··· MATERIAL TO PROCESS ···

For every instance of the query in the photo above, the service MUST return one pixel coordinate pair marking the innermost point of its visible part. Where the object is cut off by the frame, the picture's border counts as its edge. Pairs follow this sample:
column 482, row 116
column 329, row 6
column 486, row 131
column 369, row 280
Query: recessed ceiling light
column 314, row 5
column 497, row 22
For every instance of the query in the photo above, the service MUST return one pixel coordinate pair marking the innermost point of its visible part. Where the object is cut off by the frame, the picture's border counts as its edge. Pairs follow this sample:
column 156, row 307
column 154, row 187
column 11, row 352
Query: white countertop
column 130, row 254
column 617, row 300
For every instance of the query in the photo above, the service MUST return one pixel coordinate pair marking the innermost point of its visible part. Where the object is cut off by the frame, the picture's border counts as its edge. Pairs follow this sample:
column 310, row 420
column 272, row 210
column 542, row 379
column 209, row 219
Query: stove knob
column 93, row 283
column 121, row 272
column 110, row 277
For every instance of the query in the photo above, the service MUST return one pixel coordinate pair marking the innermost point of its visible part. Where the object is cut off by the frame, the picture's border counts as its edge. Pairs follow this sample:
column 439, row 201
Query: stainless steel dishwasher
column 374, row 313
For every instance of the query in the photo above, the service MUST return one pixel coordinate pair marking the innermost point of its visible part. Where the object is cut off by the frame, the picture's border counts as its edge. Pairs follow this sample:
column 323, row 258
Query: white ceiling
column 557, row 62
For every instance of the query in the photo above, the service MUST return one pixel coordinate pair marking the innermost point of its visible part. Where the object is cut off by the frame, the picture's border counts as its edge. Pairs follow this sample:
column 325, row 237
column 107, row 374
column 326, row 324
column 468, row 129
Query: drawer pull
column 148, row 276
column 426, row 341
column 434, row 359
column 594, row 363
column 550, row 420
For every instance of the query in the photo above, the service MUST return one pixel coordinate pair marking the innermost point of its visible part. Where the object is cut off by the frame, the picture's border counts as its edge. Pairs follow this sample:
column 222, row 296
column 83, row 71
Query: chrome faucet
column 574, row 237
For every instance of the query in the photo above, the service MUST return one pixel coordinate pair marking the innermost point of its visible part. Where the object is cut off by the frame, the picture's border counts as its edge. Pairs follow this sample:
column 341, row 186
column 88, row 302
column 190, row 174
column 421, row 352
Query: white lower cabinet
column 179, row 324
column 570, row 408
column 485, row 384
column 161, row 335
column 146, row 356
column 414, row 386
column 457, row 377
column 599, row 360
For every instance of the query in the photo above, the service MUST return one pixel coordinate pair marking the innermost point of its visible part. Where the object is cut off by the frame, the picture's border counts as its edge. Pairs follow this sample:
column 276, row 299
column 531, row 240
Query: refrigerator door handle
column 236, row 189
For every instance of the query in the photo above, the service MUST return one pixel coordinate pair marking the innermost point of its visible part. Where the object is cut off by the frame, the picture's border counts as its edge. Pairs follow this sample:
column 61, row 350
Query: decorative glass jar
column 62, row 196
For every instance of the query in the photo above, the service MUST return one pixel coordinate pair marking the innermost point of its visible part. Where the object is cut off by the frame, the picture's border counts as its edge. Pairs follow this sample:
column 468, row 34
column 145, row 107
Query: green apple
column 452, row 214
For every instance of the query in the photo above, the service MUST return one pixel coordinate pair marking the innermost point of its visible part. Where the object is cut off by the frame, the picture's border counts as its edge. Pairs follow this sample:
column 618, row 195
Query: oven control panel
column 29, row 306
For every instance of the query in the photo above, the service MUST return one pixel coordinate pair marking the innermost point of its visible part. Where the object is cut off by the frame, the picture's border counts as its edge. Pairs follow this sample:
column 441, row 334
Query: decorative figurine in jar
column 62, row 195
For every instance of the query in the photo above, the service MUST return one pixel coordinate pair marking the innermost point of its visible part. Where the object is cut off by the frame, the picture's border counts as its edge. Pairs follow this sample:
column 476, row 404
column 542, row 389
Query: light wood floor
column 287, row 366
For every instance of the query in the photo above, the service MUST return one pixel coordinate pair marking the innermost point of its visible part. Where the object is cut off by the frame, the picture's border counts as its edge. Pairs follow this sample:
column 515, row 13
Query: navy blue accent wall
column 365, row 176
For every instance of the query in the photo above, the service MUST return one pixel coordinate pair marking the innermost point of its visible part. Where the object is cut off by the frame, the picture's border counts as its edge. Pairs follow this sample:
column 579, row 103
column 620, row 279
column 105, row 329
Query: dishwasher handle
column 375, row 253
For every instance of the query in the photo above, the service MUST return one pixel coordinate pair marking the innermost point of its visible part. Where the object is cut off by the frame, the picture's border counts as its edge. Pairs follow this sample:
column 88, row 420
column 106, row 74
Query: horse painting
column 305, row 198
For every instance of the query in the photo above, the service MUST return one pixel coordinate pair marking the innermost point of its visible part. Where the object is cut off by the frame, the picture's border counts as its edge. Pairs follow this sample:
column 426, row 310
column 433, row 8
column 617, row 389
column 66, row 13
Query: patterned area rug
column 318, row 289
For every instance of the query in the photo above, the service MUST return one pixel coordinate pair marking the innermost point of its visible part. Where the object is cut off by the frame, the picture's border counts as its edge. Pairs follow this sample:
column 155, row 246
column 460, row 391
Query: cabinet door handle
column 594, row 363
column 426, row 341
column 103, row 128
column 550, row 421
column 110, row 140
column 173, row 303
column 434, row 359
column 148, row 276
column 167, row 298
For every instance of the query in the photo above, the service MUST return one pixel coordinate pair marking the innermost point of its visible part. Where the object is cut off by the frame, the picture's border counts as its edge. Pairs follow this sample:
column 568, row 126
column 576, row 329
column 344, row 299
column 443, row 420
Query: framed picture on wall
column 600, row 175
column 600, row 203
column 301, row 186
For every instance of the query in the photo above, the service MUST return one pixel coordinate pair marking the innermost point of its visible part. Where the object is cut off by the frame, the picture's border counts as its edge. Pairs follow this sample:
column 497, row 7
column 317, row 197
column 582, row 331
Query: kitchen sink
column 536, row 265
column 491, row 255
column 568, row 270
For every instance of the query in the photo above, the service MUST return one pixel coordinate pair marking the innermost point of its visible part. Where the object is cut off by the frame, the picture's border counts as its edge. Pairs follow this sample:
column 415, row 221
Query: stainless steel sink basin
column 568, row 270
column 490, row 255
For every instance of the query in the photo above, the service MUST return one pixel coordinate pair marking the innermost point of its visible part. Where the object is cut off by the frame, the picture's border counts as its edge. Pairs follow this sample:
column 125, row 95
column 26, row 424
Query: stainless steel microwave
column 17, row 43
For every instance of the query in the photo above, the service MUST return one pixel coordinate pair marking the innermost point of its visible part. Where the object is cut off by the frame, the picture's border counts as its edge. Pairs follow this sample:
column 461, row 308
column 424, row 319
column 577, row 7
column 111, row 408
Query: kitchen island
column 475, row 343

···

WHAT THE TASK REQUIRES: Word for word, reproduce every record shown above.

EXPECTED ANSWER:
For every instance of the query in the photo above, the service MUST return one pixel coordinate pair marking the innermost point of its visible part. Where the object is cut off by the frame, the picture's border counts as its edge. Pairs follow this sample:
column 482, row 116
column 329, row 6
column 486, row 131
column 369, row 280
Query: recessed ceiling light
column 314, row 5
column 497, row 22
For every instance of the query in the photo above, the service MUST return one pixel coordinate pair marking the innermost point of its visible part. Where the object is cut off by the frame, the picture's border counts as its edge. Pairs follow this sample:
column 156, row 307
column 154, row 187
column 11, row 352
Query: white countertop
column 130, row 254
column 617, row 300
For every instance of the query in the photo above, the service MUST return one pixel coordinate pair marking the innermost point of its visible part. Where the object is cut off by the frame, the picture's border counts as its edge. Pairs follow this sample:
column 310, row 420
column 272, row 210
column 542, row 379
column 209, row 219
Query: stove knob
column 93, row 283
column 121, row 272
column 110, row 277
For every instance of the query in the photo above, the service MUST return one pixel coordinate pair marking the innermost point of its visible part. Where the object is cut off by the frame, the picture's border counts as its edge. Pairs follow this sample:
column 439, row 201
Query: stainless steel dishwasher
column 374, row 313
For every instance of the query in the photo above, the service MUST return one pixel coordinate pair marking the innermost point of its visible part. Where the object is cut off by the frame, the picture's border counts as its edge. Pairs follow this sample:
column 323, row 258
Query: white ceiling
column 557, row 62
For every instance of the query in the photo above, the service MUST return one pixel coordinate pair marking the innermost point of its visible part. Where the object is cut off by the frame, the picture's border counts as its edge. Pairs follow this sample:
column 325, row 237
column 107, row 374
column 326, row 324
column 468, row 129
Query: drawer pull
column 148, row 276
column 426, row 341
column 434, row 359
column 594, row 363
column 550, row 420
For every instance of the query in the photo above, the service MUST return one pixel coordinate pair marking the innermost point of its visible part. Where the object is cut off by the frame, the picture's border counts as its edge. Pairs follow this sample:
column 222, row 296
column 83, row 71
Query: chrome faucet
column 574, row 237
For every instance of the query in the photo above, the service MUST return one pixel coordinate pair marking the innermost point of its visible part. Where the object is cut off by the frame, the picture's border counts as its edge. Pairs follow this sample:
column 341, row 186
column 88, row 302
column 190, row 174
column 421, row 352
Query: white lower cabinet
column 179, row 324
column 570, row 408
column 485, row 384
column 161, row 335
column 146, row 356
column 414, row 386
column 457, row 377
column 599, row 360
For every instance of the query in the photo above, the service MUST return one pixel coordinate pair marking the innermost point of its visible part. Where the object is cut off by the frame, the picture's border counts as its edge. Pairs follow this sample:
column 276, row 299
column 531, row 240
Query: refrigerator door handle
column 236, row 189
For every instance of the query in the photo above, the service MUST return one pixel coordinate pair marking the innermost point of its visible part. Where the object is cut off by the frame, the picture's border counts as its edge. Pairs follow this sample:
column 61, row 350
Query: decorative glass jar
column 62, row 196
For every instance of the query in the photo above, the service MUST return one pixel coordinate pair marking the innermost point of its visible part. Where the object is cut off by the frame, the picture's border counts as its edge. Pairs follow this sample:
column 468, row 34
column 145, row 107
Query: green apple
column 452, row 214
For every instance of the query in the photo above, the service MUST return one pixel coordinate pair marking the innermost point of its visible part. Where the object is cut off by the frame, the picture's border counts as its edge. Pairs follow this sample:
column 618, row 195
Query: oven control panel
column 29, row 306
For every instance of the query in the photo above, the service MUST return one pixel coordinate pair marking the innermost point of its visible part. Where the object is cut off by the frame, the picture's border counts as its edge. Pairs follow this sample:
column 441, row 334
Query: decorative figurine in jar
column 62, row 195
For every instance of the query in the photo above, the service MUST return one pixel coordinate pair marking the innermost point of its visible part. Where the object is cut off by the frame, the picture's border counts as its edge. Pairs follow this sample:
column 476, row 404
column 542, row 389
Query: light wood floor
column 287, row 366
For every instance of the query in the photo above, the service MUST return one pixel coordinate pair marking the innermost point of its visible part. Where the object is cut off by the frame, the picture's border counts as its edge. Pairs follow this sample:
column 515, row 13
Query: navy blue accent wall
column 365, row 176
For every instance of the query in the photo above, the service MUST return one pixel coordinate pair marking the innermost point of its visible part. Where the object is cut off by the frame, the picture's border counts as its edge. Pairs follow this sample:
column 579, row 103
column 620, row 279
column 105, row 329
Query: dishwasher handle
column 375, row 253
For every instance of the query in the photo above, the service MUST return one pixel coordinate pair marking the innermost point of its visible part. Where the object is cut off by the frame, the picture's border counts as its edge. Pairs follow this sample:
column 88, row 420
column 106, row 74
Query: horse painting
column 305, row 198
For every instance of the query in the photo above, the service MUST return one pixel coordinate pair marking the innermost point of its visible part. Where the object is cut off by the frame, the picture's border counts as its edge. Pairs follow this sample:
column 426, row 310
column 433, row 8
column 617, row 389
column 66, row 13
Query: patterned area rug
column 318, row 289
For every instance of the query in the photo above, the service MUST return one pixel coordinate pair marking the innermost point of its visible part. Where the object is cut off by the frame, the picture's border counts as its edge. Pairs follow this sample:
column 155, row 246
column 460, row 391
Query: cabinet door handle
column 594, row 363
column 426, row 341
column 103, row 128
column 550, row 421
column 110, row 140
column 173, row 303
column 434, row 359
column 148, row 276
column 167, row 298
For every instance of the query in the photo above, the service MUST return one pixel coordinate pair marking the innermost point of its visible part. Where the object is cut off by the frame, the picture's border counts as its edge. Pairs follow this sample:
column 568, row 126
column 576, row 329
column 344, row 299
column 443, row 420
Query: framed picture on wall
column 600, row 175
column 600, row 203
column 301, row 186
For every instance of the query in the photo above, the service MUST return one pixel coordinate pair marking the innermost point of its visible part. Where the object is cut off by the frame, the picture's border counts as its edge. Pairs follow this sample:
column 497, row 7
column 317, row 197
column 582, row 331
Query: kitchen sink
column 536, row 265
column 491, row 255
column 568, row 270
For every instance of the query in the photo above, the service MUST return one pixel coordinate pair marking the innermost point of its visible part. Where the object is cut off by the frame, the picture's border counts as its edge. Pairs follow this sample:
column 415, row 221
Query: stainless steel sink basin
column 568, row 270
column 490, row 255
For every instance of the query in the photo above, the service MUST return one pixel coordinate pair marking the innermost point of its visible part. Where the object is cut off by the frame, the picture's border counts as its edge. Pairs follow this sample:
column 125, row 95
column 26, row 424
Query: stainless steel microwave
column 17, row 43
For every instance of the query in the photo above, the service MUST return one pixel coordinate pair marking the innermost point of its visible part. Where the object is cut off by the frame, the picture's border counts as its edge. Pairs follow this sample:
column 461, row 308
column 424, row 319
column 577, row 7
column 111, row 408
Query: kitchen island
column 475, row 343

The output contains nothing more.